• Given records:
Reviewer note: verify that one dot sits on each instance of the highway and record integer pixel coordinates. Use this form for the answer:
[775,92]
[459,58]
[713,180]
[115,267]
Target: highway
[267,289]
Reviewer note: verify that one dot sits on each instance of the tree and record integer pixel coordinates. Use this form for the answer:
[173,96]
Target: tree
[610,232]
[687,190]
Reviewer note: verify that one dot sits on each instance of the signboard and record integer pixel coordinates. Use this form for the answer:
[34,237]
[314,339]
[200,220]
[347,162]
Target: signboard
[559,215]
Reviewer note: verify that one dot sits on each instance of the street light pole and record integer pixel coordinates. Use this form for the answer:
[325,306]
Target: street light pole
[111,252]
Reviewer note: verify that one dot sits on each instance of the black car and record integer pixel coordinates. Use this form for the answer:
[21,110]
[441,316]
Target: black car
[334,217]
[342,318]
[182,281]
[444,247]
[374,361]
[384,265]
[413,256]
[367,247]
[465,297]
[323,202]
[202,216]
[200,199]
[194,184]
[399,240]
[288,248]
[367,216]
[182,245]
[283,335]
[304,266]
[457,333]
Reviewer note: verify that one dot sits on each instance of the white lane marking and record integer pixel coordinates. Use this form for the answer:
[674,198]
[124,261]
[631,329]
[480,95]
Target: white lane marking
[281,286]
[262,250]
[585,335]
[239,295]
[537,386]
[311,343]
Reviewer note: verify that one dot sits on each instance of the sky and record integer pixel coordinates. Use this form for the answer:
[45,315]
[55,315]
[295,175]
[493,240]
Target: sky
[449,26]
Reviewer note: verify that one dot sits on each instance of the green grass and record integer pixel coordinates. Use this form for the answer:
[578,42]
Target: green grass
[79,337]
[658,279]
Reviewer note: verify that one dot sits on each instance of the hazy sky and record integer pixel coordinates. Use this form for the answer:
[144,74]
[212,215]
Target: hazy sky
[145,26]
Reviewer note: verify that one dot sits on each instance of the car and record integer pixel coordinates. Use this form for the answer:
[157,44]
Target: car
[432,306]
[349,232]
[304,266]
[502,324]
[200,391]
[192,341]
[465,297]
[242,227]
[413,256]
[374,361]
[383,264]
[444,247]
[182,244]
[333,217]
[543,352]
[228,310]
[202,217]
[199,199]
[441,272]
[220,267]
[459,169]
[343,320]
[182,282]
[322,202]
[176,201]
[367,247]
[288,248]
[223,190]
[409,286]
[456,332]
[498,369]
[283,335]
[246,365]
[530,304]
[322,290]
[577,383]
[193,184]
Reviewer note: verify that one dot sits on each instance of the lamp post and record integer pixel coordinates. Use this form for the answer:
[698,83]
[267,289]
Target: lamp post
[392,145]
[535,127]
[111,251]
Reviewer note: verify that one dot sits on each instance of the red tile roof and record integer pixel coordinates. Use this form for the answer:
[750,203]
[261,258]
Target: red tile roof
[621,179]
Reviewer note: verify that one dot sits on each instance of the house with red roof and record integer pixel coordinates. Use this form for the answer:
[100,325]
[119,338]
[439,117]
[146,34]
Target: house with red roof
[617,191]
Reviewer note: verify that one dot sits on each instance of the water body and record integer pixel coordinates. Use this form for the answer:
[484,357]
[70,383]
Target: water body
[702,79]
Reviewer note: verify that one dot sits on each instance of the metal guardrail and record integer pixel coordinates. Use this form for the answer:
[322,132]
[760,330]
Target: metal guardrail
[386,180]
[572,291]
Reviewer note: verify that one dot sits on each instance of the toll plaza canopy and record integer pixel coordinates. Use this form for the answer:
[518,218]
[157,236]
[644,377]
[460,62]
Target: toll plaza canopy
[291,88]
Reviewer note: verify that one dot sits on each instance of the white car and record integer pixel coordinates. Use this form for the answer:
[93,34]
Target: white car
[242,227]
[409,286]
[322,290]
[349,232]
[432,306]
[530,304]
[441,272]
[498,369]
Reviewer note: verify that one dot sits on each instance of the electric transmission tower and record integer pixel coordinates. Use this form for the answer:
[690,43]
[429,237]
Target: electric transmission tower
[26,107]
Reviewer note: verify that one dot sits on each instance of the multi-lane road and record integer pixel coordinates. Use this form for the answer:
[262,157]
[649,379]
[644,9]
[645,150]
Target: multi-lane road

==

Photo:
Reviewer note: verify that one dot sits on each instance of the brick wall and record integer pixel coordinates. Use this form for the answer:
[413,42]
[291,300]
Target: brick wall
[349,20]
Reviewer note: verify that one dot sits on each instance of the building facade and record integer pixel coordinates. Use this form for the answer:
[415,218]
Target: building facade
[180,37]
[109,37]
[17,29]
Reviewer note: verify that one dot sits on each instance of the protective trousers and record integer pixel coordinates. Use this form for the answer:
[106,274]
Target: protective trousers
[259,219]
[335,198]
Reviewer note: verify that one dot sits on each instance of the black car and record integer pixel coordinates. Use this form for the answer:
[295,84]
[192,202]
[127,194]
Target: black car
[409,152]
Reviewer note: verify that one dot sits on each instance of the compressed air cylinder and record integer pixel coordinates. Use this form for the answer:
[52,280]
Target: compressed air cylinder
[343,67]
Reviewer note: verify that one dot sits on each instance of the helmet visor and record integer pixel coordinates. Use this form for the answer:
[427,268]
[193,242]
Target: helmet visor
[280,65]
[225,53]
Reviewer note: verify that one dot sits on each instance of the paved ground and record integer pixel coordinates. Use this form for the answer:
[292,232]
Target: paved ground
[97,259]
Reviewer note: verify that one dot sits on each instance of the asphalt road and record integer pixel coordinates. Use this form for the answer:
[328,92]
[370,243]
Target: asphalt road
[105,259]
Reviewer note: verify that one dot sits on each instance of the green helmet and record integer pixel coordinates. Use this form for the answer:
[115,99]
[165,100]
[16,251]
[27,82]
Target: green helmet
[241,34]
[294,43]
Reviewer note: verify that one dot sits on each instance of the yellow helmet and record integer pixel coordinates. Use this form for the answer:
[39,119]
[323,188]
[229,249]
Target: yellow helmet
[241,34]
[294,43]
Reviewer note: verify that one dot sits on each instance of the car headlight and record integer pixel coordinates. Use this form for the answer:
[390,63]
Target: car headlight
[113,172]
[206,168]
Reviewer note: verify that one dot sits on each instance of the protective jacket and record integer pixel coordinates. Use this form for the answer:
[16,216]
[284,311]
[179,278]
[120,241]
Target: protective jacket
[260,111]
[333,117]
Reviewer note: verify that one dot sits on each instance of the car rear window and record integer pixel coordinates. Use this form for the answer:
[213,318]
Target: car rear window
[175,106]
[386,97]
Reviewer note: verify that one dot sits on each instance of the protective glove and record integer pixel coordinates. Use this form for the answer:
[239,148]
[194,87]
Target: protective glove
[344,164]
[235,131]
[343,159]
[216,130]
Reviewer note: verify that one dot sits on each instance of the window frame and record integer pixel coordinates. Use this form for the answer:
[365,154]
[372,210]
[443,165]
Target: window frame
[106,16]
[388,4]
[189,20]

...

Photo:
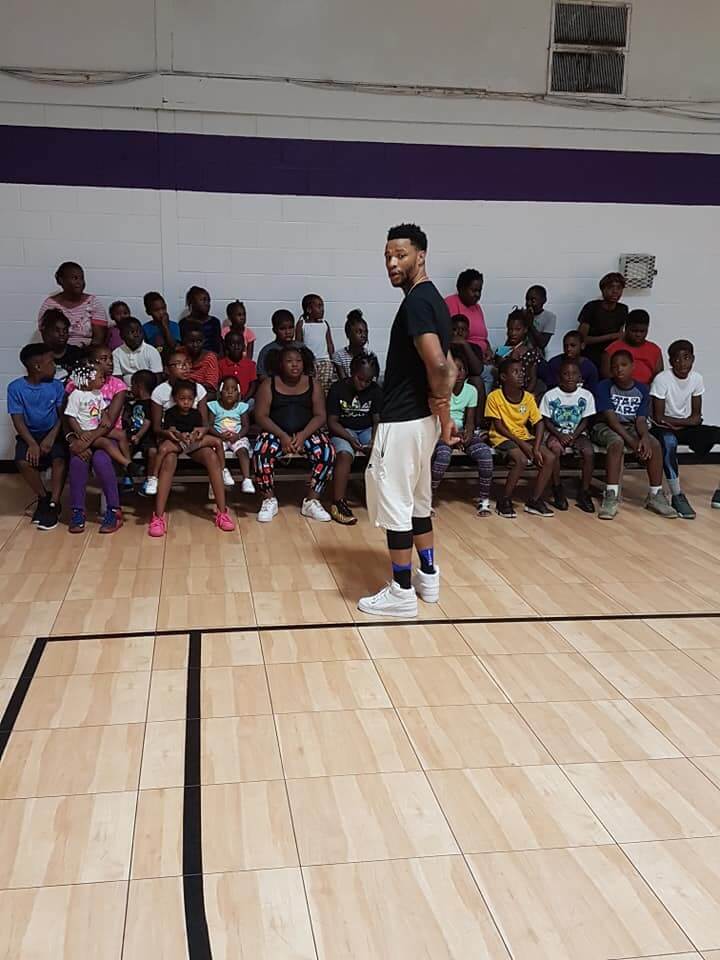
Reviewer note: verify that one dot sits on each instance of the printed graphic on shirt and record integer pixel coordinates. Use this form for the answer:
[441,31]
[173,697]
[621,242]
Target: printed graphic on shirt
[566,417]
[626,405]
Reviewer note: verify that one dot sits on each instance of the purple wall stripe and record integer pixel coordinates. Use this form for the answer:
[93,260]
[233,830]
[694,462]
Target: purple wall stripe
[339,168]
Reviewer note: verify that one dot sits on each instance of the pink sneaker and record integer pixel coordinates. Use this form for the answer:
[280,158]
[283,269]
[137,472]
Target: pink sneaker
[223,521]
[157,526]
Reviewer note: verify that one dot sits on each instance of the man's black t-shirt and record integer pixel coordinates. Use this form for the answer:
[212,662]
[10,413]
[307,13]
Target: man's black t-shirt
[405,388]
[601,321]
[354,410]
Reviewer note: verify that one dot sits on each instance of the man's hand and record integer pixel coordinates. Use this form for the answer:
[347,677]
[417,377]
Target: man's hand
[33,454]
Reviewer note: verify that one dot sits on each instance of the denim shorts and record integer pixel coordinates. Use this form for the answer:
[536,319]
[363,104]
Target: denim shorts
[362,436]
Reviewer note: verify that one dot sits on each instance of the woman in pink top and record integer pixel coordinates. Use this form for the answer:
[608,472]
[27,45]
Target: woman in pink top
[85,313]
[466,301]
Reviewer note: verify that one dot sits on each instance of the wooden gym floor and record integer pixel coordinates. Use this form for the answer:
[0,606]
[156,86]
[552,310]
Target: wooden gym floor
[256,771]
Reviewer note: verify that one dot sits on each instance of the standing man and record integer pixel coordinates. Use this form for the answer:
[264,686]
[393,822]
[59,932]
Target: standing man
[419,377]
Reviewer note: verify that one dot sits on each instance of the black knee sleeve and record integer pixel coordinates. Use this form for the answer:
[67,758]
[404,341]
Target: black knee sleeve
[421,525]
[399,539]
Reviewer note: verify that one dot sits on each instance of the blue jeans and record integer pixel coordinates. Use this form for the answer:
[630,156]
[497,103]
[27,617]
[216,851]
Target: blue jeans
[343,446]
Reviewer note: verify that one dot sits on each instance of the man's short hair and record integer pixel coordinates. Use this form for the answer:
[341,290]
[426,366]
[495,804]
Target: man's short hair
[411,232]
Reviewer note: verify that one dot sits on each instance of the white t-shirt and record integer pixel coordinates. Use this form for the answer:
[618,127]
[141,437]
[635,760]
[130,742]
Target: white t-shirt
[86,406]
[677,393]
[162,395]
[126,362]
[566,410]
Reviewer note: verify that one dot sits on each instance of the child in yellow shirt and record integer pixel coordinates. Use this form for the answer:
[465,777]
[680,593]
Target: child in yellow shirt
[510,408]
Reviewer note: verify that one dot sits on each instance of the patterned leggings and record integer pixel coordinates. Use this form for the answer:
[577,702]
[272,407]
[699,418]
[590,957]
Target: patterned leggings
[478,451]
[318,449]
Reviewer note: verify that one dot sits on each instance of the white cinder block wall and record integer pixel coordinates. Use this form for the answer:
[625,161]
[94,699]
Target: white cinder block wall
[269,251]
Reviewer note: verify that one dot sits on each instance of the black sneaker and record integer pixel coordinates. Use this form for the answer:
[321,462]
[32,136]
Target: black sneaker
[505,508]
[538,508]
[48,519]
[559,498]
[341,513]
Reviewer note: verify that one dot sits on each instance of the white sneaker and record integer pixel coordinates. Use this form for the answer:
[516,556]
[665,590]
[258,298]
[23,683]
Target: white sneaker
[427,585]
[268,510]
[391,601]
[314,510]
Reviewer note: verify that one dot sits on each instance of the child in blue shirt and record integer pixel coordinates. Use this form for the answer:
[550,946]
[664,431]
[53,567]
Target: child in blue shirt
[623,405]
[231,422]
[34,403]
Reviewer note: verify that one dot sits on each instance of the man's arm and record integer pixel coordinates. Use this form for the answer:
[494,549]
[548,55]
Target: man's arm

• Required action: For this exercise, output exactly the lines above from the line with "Target: white car" to the line with "Target: multi-lane road", counting both, and leave out the rest.

• The completed task:
Target: white car
[242,227]
[409,286]
[322,290]
[349,232]
[432,306]
[530,304]
[441,272]
[498,369]
Reviewer note: verify that one dot sits on each instance of the electric transmission tower and record integer pixel coordinates. Use this form for the answer:
[690,43]
[429,237]
Target: electric transmission tower
[26,107]
Reviewer note: verify that one dot sits on each instance of the multi-lane road and record integer pixel coordinates. Use this form for the answer:
[262,157]
[649,379]
[644,9]
[645,150]
Target: multi-lane road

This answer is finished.